**RECORD EXCERPTS**:
***
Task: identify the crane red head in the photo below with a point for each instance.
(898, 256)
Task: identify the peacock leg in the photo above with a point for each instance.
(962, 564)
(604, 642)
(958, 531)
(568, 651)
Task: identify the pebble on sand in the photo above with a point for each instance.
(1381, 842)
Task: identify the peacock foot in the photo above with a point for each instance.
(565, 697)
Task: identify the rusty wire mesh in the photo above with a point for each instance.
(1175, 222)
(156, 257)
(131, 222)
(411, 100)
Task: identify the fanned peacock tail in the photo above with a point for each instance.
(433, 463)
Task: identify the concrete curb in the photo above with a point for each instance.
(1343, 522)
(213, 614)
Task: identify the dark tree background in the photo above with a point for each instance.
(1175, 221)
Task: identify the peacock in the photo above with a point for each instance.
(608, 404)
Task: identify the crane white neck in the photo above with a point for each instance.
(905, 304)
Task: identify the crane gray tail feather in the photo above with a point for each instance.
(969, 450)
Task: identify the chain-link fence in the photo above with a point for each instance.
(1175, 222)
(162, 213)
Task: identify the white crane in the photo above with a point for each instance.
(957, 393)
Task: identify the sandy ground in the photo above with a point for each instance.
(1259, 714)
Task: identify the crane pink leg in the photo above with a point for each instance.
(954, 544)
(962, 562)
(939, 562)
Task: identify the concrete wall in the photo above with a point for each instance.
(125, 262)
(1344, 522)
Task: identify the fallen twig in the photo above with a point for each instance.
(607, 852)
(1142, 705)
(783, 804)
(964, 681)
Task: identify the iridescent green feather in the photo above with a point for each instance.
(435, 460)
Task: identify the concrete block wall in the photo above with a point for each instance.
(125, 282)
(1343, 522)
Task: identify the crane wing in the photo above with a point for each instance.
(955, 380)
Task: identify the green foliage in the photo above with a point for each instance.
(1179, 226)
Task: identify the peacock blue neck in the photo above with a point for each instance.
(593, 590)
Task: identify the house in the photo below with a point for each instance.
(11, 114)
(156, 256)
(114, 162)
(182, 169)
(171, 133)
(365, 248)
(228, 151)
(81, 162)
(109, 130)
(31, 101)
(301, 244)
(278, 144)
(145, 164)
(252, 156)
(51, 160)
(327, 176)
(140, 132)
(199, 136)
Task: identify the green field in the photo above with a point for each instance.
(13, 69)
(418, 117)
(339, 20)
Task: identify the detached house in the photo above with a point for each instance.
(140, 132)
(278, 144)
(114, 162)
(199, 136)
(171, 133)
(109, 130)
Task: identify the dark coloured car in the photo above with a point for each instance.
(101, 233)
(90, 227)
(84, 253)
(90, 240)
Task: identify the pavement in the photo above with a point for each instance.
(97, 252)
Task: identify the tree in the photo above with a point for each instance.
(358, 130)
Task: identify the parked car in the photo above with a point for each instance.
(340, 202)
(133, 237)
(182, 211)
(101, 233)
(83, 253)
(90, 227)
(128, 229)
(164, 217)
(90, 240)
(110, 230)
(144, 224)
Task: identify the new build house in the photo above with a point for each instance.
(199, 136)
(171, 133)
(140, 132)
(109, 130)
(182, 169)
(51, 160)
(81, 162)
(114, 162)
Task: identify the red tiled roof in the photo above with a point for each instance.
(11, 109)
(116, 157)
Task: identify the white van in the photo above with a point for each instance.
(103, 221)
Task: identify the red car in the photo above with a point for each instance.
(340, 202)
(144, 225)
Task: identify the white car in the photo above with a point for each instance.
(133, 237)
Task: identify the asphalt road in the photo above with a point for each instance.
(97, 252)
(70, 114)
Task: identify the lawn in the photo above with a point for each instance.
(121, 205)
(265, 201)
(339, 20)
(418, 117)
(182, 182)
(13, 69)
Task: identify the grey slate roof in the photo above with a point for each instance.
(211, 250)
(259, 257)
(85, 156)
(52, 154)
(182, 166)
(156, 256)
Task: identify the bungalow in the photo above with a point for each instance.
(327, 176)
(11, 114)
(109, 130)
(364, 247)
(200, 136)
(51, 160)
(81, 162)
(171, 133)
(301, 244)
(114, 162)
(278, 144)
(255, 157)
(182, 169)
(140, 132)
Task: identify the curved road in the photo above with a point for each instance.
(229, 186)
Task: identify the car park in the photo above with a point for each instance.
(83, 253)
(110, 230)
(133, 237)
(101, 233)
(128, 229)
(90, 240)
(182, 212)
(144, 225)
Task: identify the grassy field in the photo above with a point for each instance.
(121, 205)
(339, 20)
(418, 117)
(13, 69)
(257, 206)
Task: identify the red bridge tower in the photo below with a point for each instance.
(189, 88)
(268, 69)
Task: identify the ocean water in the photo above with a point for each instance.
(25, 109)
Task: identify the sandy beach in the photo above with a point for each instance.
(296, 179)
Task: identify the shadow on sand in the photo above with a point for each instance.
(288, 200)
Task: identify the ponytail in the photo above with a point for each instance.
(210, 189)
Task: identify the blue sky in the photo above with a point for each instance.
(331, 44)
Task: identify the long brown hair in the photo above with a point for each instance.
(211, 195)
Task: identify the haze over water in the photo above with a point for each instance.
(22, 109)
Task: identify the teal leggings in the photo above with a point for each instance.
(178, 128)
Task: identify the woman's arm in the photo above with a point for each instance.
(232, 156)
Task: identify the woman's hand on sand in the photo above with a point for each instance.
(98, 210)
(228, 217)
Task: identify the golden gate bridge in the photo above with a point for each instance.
***
**PROBLEM TO SOLVE**:
Copy out all of the lines above without any changes.

**THE RESULT**:
Task: identify the crane red head in the photo below with a point for each instance.
(898, 256)
Task: identify the peacock leg in the photo above with a point for each instance.
(962, 564)
(604, 642)
(958, 531)
(568, 651)
Task: identify the pebble on sand in the photo above with a point for each instance.
(1381, 842)
Task: identify the peacock foot in the photo above with a point for each instance.
(565, 697)
Task: identify the rusty wire mesh in the photo above with a point for each instance.
(1175, 222)
(156, 257)
(131, 222)
(411, 100)
Task: identify the fanned peacock tail in the photo above with a point for each instance.
(433, 463)
Task: identify the concrete curb in the photo above with a point for each instance.
(1343, 522)
(213, 614)
Task: identify the dark tree background in the photo above with a point for each instance.
(1175, 221)
Task: identify the peacock in the photo above with a point for each instance.
(608, 404)
Task: identify the crane white neck in the photo above with a point for each instance.
(905, 304)
Task: identify the crane gray tail feather in the photo above with a point for each instance.
(969, 450)
Task: identify the chain-link fence in the photo above with a point for each instance.
(1175, 222)
(162, 213)
Task: identify the white crane in the photo above with a point for each instance.
(957, 393)
Task: identify the sandy ground in the photo above with a point for each instance.
(1259, 714)
Task: identify the crane pink leg in the photo above with a point for each instance.
(954, 544)
(962, 562)
(939, 562)
Task: identify the concrete wall in the photo above with a point for each instance.
(125, 262)
(1344, 522)
Task: identify the fallen twig in the photo above with a point for each instance.
(607, 852)
(1142, 705)
(783, 804)
(964, 681)
Task: identify the iridescent green feather in the photo above with a point for each instance.
(435, 460)
Task: identify the concrete block wall in the photo above with a point for each instance.
(125, 282)
(1343, 522)
Task: identify the crane wing in the photo above with a point for each instance.
(955, 380)
Task: identify the green foliage in the photo above with a point for each instance.
(1179, 226)
Task: identify the peacock blue neck in the photo above with a point for each instance.
(593, 590)
Task: identify the house in the photo below with a point for each instance.
(11, 114)
(156, 256)
(114, 162)
(182, 169)
(171, 133)
(365, 248)
(228, 151)
(81, 162)
(109, 130)
(31, 101)
(301, 244)
(278, 144)
(145, 164)
(252, 156)
(51, 160)
(327, 176)
(140, 132)
(199, 136)
Task: identify the green field in the photo above with a point for each instance.
(13, 69)
(418, 117)
(339, 20)
Task: identify the detached house in the photo above with a point for each instance.
(140, 132)
(278, 144)
(114, 162)
(199, 136)
(171, 133)
(109, 130)
Task: identify the dark coloured car in the photo above with a point for each instance.
(101, 233)
(90, 227)
(84, 253)
(90, 240)
Task: identify the pavement in the photo above with a point for each instance.
(97, 252)
Task: identify the tree in the photo above with a point for each instance.
(358, 130)
Task: identify the parked car in the photo above with a point for each instance.
(340, 202)
(133, 237)
(182, 211)
(101, 233)
(83, 253)
(90, 227)
(128, 229)
(164, 217)
(90, 240)
(110, 230)
(144, 224)
Task: identify the new build house in the photo above with a point for each instance.
(199, 136)
(171, 133)
(140, 132)
(109, 130)
(182, 169)
(51, 160)
(81, 162)
(114, 162)
Task: identify the red tiled roof in the photo above with a point for each instance.
(11, 109)
(116, 157)
Task: identify the white van in the photo above with a point for each instance.
(103, 221)
Task: identify the red car in the photo above with a point for each instance.
(340, 202)
(144, 225)
Task: identify the white car in the photo above with a point for each instance.
(133, 237)
Task: identify the asphalt road in the photo above with a point for each instance.
(97, 252)
(70, 114)
Task: identify the lawn in the photo above with a point for each instance.
(121, 205)
(265, 201)
(339, 20)
(418, 117)
(182, 182)
(13, 69)
Task: identify the grey slate roof in the photo above with a point for each instance.
(211, 250)
(259, 257)
(85, 156)
(52, 154)
(182, 166)
(156, 256)
Task: identify the bungalow in the photo above with a point for each instance.
(327, 176)
(11, 114)
(109, 130)
(364, 247)
(200, 136)
(51, 160)
(81, 162)
(171, 133)
(301, 244)
(114, 162)
(278, 144)
(255, 157)
(182, 169)
(140, 132)
Task: identify the curved road in the photo above with a point for each instance.
(229, 186)
Task: identify the car park in the photo above with a point for each instance.
(83, 253)
(110, 230)
(133, 237)
(101, 233)
(128, 229)
(90, 240)
(182, 212)
(144, 225)
Task: identify the grassy field in the photo above with a point for each instance.
(121, 205)
(339, 20)
(418, 117)
(13, 69)
(257, 206)
Task: identify the red bridge tower in the photo below with a point for each instance.
(189, 88)
(268, 69)
Task: identify the ocean water in the photo above with a point for each instance.
(25, 109)
Task: identify the sandy beach in the photo above with a point for each instance.
(296, 179)
Task: identify the shadow on sand in the photo above with a point for each instance.
(288, 200)
Task: identify the ponytail in the photo above with a point for each instance.
(210, 189)
Task: identify the blue sky in the photo above with a point for each instance.
(331, 44)
Task: identify the long brown hair in the photo above with a point for each instance.
(211, 195)
Task: identify the haze over water in the photo above with a point for each instance.
(22, 109)
Task: identify the teal leggings in the photo above with a point for each instance.
(178, 128)
Task: identify the woman's arm in the photo above with a point for each instance.
(232, 156)
Task: identify the woman's hand on sand in the photo above with a point for each instance.
(98, 210)
(228, 217)
Task: identify the golden gate bridge in the photo above with a point for each instance.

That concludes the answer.